Sunday, 24 August 2014

Racist Societies: Israel and the U.S

The Pain of Marginalization


by ROBERT FANTINA

One wonders how the racism that is so much a part of U.S. and Israeli society towards the Palestinians can have such strength. Racism against African-Americans in both countries is strong (witness the frequent shootings of black youths by whites in the United States, and the very high acquittal rates of those perpetrators, if they are even charged with a crime, and Israel’s rampant violence again people of African descent), and now racism is financing genocide. A look at some of the possible factors is interesting, frightening and disheartening.
1)   Palestinians speak Arabic. An estimated 295,000,000 people in the world, about 4% of the world’s population, speak Arabic, but it is not spoken commonly in the United States, so it must be an inferior language. Bilingual Americans tend to learn French or Spanish in high school as their second language. The Arabic alphabet is far different from the English alphabet, and civilized people, we all know, should adopt the U.S. way of doing things.
2)    Palestinians are often Muslim. This means that they read the Koran, not the Bible, the book of scripture that is chosen to be ignored in the U.S. Now if citizens in the U.S. chose to ignore the Koran, that would be different. But it is difficult to ignore something one fears, even if it is a book.

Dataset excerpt
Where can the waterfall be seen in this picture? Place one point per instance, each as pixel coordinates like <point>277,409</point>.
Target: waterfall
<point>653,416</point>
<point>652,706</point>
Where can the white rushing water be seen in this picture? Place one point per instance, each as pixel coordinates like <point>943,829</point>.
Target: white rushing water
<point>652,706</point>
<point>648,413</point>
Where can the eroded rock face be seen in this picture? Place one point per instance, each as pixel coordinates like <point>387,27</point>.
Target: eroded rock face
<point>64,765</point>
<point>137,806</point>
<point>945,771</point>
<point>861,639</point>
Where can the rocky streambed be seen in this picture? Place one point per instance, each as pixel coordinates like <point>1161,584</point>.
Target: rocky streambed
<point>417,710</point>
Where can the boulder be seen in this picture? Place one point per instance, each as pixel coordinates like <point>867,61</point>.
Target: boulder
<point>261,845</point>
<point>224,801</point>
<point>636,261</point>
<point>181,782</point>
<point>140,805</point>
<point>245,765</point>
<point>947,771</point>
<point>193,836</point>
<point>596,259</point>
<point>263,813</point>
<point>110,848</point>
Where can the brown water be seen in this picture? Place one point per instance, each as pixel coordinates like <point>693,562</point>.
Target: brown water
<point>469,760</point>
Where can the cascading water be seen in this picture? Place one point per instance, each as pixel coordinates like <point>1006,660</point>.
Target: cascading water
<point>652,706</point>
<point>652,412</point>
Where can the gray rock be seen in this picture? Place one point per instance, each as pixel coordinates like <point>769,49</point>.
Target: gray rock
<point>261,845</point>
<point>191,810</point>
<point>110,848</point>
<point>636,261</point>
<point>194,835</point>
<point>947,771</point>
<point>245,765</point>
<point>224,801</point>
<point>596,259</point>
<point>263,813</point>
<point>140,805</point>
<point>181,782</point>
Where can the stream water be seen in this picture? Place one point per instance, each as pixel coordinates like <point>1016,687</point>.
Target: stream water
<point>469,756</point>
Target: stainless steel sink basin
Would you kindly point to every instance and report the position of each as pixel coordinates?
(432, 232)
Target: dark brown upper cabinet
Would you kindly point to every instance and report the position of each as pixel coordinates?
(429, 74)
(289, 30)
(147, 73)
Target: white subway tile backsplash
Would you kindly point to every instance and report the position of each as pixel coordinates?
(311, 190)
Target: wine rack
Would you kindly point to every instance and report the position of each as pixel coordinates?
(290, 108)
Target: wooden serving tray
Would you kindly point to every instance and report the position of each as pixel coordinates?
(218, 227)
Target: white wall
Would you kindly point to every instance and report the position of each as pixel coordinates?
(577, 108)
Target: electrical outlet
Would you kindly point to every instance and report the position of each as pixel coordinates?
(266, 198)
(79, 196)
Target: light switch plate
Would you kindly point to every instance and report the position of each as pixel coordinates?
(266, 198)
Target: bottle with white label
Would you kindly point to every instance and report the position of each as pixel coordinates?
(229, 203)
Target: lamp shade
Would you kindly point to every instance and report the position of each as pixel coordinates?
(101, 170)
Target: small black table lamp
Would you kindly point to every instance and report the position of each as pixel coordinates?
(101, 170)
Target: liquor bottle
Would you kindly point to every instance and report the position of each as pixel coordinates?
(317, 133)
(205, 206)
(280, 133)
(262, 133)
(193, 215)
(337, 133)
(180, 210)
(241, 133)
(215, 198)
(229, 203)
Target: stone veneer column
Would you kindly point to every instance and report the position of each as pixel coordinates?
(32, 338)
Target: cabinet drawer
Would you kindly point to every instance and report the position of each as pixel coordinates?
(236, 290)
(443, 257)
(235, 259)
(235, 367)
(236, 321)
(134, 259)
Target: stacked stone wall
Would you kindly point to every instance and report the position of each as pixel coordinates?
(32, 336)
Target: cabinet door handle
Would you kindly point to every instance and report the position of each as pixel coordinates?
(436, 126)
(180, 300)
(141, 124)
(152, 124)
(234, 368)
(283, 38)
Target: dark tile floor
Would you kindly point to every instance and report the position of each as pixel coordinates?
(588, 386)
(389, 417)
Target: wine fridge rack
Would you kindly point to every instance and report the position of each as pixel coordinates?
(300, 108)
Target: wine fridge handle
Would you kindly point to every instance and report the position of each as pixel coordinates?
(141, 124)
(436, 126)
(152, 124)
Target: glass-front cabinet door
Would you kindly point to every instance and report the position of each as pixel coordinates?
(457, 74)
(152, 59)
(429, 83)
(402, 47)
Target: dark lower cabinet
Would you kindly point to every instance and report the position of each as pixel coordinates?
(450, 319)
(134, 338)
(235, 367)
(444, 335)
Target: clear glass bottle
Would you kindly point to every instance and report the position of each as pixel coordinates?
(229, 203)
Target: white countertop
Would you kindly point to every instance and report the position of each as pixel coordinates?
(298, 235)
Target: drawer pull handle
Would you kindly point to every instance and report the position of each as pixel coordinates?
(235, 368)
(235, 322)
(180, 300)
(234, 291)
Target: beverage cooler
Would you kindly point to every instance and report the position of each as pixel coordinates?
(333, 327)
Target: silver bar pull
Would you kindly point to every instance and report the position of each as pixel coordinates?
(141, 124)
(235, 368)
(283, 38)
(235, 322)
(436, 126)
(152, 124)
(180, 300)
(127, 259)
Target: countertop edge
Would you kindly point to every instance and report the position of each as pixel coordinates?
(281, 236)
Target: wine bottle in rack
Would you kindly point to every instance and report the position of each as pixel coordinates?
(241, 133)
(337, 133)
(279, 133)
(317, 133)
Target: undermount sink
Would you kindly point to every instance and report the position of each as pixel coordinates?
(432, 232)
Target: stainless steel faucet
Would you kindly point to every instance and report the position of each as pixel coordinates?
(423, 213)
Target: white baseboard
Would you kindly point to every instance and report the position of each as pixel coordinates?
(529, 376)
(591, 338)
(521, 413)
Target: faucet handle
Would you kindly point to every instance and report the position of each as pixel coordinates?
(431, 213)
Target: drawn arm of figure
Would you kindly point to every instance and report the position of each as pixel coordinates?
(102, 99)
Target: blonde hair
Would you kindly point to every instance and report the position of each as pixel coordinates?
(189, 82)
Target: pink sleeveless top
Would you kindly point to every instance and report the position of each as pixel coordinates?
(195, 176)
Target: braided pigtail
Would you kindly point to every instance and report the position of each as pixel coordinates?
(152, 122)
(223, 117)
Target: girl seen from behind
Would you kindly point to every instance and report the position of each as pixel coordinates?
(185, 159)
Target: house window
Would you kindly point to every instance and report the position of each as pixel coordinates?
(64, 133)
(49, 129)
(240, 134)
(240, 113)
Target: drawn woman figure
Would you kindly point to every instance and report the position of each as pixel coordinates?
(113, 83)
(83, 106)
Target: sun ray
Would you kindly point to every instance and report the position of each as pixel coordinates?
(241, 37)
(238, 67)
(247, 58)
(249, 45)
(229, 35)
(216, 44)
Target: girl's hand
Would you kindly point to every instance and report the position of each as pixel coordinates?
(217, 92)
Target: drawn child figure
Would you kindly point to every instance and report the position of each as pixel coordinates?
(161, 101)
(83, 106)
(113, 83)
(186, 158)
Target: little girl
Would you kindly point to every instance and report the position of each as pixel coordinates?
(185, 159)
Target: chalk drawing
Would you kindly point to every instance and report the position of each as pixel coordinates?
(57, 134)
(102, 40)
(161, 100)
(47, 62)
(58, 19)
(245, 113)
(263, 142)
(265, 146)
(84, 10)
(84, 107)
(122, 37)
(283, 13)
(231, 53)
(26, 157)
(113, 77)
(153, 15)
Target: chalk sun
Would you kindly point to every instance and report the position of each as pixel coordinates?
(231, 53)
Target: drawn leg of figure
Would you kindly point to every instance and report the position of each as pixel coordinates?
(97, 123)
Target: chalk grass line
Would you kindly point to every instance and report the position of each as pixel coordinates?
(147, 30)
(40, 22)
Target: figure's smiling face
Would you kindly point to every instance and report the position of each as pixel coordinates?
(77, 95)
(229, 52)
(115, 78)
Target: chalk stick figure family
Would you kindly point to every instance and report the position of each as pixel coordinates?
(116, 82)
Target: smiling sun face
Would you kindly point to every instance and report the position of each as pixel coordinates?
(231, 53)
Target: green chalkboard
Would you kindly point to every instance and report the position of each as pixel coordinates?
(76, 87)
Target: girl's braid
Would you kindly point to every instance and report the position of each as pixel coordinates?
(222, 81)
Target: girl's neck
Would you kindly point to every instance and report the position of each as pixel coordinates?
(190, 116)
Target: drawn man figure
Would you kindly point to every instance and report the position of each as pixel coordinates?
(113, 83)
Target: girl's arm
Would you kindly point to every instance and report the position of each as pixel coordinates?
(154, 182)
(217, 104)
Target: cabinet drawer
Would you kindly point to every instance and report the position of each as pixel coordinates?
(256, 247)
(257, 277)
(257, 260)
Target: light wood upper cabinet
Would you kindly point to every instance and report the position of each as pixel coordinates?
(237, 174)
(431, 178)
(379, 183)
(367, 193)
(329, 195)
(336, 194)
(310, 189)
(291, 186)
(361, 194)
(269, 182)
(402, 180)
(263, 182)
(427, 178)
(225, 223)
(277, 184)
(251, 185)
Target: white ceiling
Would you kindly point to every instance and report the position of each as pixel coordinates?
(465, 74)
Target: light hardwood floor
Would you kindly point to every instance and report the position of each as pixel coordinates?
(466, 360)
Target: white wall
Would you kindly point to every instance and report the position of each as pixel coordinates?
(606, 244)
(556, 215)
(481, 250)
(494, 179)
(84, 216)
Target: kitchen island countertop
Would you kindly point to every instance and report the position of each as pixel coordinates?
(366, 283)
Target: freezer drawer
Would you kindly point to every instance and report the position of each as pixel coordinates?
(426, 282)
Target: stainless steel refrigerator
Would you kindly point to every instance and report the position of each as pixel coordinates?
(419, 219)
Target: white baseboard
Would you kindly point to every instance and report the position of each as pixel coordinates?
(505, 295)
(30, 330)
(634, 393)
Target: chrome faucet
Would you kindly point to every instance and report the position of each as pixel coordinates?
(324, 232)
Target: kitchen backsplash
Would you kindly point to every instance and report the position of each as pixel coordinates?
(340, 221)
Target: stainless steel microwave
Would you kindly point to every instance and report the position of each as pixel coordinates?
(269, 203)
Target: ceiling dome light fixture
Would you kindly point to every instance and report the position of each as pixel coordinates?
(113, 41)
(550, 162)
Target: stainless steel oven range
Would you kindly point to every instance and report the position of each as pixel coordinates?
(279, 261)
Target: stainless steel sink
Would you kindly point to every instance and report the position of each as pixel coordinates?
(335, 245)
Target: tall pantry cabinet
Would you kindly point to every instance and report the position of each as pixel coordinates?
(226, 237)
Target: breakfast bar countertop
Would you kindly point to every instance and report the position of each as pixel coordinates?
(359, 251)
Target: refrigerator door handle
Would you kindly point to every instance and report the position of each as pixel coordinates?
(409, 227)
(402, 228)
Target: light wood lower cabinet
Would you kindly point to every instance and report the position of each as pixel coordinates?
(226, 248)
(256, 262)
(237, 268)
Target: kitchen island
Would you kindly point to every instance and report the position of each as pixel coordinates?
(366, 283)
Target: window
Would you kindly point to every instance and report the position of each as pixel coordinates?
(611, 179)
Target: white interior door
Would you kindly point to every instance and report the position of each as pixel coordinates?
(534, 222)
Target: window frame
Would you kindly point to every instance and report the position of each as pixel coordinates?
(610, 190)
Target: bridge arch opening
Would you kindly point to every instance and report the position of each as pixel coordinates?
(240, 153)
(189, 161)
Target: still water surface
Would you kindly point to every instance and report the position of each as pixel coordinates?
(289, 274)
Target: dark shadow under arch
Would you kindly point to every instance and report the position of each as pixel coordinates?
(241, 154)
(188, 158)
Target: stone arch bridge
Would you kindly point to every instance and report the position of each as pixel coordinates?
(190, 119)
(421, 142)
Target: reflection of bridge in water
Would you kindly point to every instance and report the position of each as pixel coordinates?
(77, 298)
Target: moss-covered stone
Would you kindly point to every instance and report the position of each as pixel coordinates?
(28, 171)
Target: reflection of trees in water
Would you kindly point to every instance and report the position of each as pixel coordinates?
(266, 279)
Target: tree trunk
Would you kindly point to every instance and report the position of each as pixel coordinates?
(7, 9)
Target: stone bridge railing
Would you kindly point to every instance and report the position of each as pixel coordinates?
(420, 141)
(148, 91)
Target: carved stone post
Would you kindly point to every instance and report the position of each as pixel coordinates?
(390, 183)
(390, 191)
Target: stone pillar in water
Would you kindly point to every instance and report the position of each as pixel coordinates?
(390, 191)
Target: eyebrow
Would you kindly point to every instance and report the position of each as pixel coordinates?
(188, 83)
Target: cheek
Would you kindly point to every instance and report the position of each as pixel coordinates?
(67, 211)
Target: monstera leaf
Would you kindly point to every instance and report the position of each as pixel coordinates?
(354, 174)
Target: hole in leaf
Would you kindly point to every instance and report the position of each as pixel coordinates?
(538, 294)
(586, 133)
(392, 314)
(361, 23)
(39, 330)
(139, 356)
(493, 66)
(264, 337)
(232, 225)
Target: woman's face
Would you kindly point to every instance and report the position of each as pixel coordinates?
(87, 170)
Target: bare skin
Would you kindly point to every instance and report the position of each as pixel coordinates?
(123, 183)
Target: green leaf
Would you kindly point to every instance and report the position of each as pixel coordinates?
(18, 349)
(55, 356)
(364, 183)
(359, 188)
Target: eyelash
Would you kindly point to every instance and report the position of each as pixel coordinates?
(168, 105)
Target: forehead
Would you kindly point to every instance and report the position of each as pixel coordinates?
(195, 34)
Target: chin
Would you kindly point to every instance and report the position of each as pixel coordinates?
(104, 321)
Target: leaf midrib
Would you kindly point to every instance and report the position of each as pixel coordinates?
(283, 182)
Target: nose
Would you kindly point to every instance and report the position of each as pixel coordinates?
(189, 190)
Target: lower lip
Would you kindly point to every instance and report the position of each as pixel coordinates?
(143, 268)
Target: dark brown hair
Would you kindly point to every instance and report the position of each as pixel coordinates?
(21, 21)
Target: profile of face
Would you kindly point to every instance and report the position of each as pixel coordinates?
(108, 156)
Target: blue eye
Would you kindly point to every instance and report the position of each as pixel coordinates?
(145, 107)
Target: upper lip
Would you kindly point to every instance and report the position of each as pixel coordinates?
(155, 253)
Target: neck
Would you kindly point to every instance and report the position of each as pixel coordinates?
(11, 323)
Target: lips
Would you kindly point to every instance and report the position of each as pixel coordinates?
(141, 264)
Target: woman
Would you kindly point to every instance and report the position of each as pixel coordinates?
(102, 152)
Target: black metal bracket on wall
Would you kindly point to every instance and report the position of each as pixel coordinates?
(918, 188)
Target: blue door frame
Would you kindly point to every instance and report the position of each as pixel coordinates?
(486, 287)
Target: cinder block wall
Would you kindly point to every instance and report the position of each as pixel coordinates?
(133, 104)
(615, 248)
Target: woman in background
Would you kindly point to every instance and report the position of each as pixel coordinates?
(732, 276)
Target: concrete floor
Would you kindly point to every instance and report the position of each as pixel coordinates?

* **Job 1**
Which lines of the records contain the string "streambed", matching case exactly? Copy out each one.
* **Job 2**
Can you carry the essay on racism in Israel and the U.S. forward from its last sentence?

* **Right answer 1**
Where can the rocky streambed be seen in this picture? Place one point per instance, each as pixel coordinates like <point>1161,584</point>.
Target: rocky streambed

* **Right answer 2**
Additionally, their churches have rounded roofs and towers, unlike the Christian churches commonly seen in the U.S. And they call them ‘mosques’, not churches, or even temples. So what if some of them have been standing for hundreds and hundreds of years; nary a cross is seen on them, so they can’t be real houses of worship, like those large, ornate buildings in the U.S. that are generally mostly empty on Sundays.
3)   Palestinians dress differently. This means that, especially for women, the clothing they wear is far different from what is generally seen in the West. Headscarves and long cloaks, regardless of the weather, are part of their religious practices, but for many Americans and Israelis, if their clothing looks different from what they wear, the wearers must be odd, and probably inferior. After all, they haven’t adopted the more western culture of showing off one’s body anywhere at any time. That they don’t adhere to these enlightened views obviously shows their inferiority.
4)  Both the Gaza Strip and the West Bank, all that is left of Palestine, are impoverished areas. And Israel is a prosperous nation, with tourists flocking to its glittering cities, and with world-class universities, so it must be populated by better people. It isn’t necessary to look beneath the surface, and recognize that if the U.S. gave Palestine $3 billion a year, as it gives Israel, Palestine, too, would be a progressive, prosperous nation. Conversely, if the money tap from the U.S. to Israel were to be suddenly shut off, that country would quickly descend into poverty.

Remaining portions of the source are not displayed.